* Work task:
Find every line in the records that contains the word "then", matching case exactly, and copy each of those lines.

(Records from a data source)

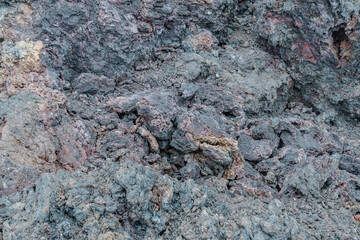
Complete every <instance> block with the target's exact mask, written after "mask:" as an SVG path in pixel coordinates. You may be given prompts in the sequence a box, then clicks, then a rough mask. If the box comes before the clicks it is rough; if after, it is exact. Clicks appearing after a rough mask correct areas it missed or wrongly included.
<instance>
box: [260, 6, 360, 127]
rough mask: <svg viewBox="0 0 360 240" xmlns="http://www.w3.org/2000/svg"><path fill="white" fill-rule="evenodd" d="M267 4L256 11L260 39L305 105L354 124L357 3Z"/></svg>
mask: <svg viewBox="0 0 360 240" xmlns="http://www.w3.org/2000/svg"><path fill="white" fill-rule="evenodd" d="M267 2H268V3H267V4H266V5H264V6H263V7H262V8H259V11H258V29H257V30H258V33H259V36H260V37H261V38H262V39H263V40H264V43H265V46H267V47H268V50H269V51H270V52H272V53H273V54H276V55H278V56H280V57H281V58H282V59H283V60H284V61H285V62H286V63H287V65H288V67H289V69H290V72H291V73H292V77H293V78H294V80H295V83H296V84H295V85H296V88H297V89H298V91H300V92H301V96H302V97H303V99H304V101H305V102H307V103H308V104H310V105H312V106H314V107H315V108H316V109H317V111H323V110H324V109H326V108H329V107H334V106H335V108H336V109H337V110H339V111H340V113H341V114H348V115H349V116H348V117H349V118H350V119H352V120H355V121H358V120H359V112H358V106H359V71H360V68H359V66H360V65H359V61H358V59H359V51H358V49H359V47H360V45H359V38H360V32H359V29H360V22H359V20H360V16H359V10H360V6H359V4H358V2H357V1H316V2H312V1H301V2H299V1H292V0H291V1H283V2H281V3H280V2H278V1H267Z"/></svg>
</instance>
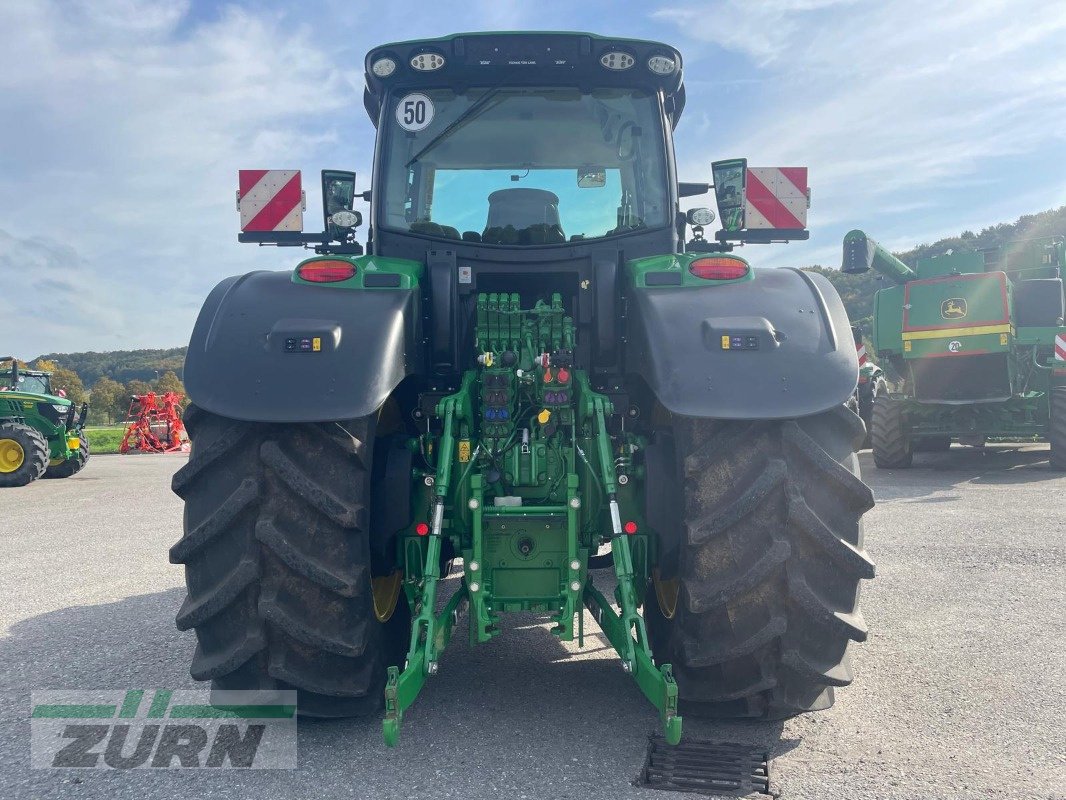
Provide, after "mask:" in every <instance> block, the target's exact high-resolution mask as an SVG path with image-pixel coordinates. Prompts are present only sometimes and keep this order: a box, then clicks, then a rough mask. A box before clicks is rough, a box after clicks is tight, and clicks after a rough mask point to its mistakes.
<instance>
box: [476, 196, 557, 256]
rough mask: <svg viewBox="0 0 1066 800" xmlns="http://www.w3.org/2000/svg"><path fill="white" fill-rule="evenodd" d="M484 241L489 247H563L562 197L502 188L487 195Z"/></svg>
mask: <svg viewBox="0 0 1066 800" xmlns="http://www.w3.org/2000/svg"><path fill="white" fill-rule="evenodd" d="M482 241H483V242H487V243H489V244H561V243H563V242H565V241H566V236H565V235H564V234H563V228H562V226H561V225H560V224H559V196H558V195H556V194H555V193H554V192H549V191H548V190H546V189H500V190H498V191H495V192H492V193H491V194H489V195H488V221H487V222H486V224H485V233H484V234H483V235H482Z"/></svg>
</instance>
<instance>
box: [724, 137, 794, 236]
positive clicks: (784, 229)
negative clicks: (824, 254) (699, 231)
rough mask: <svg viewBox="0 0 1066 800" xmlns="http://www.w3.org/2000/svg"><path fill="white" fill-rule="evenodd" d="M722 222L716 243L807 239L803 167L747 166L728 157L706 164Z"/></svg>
mask: <svg viewBox="0 0 1066 800" xmlns="http://www.w3.org/2000/svg"><path fill="white" fill-rule="evenodd" d="M711 172H712V174H713V176H714V196H715V198H716V199H717V204H718V214H720V215H721V218H722V228H723V229H722V230H720V231H718V233H717V234H716V235H715V238H716V239H717V240H718V241H721V242H726V241H739V242H745V243H752V244H755V243H765V242H787V241H795V240H805V239H808V238H810V234H809V233H808V231H807V209H808V208H810V189H808V187H807V167H806V166H748V165H747V159H744V158H734V159H730V160H728V161H715V162H714V163H713V164H711Z"/></svg>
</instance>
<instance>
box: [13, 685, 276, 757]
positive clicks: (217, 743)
mask: <svg viewBox="0 0 1066 800" xmlns="http://www.w3.org/2000/svg"><path fill="white" fill-rule="evenodd" d="M31 706H32V707H31V713H30V755H31V763H32V766H33V768H34V769H47V768H72V769H142V768H147V769H295V767H296V693H295V692H294V691H270V692H266V691H203V690H177V691H172V690H168V689H156V690H144V689H130V690H127V691H123V690H120V689H118V690H101V691H35V692H33V693H32V698H31Z"/></svg>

* Solution to this exercise:
Complete every <instance> block with the target's exact mask, written after "mask:" as an SVG path in pixel coordinates. You may be given prompts in the sequence a box, then clicks, then a rough mask. If the box comes before the clicks it is rough; if after, it is exact. Clicks appearing after a rough mask correct areas it missed or wrongly included.
Provide, after "mask:" in every <instance> block, the target's exact high-resolution mask as an SVG path with image-pixel coordinates. Prompts are present only sometimes and keep this order: a box, then clicks, then a rough mask. A box before clicks is rough, a box after clicks is tight, and clicks after a rough mask point to its mistakes.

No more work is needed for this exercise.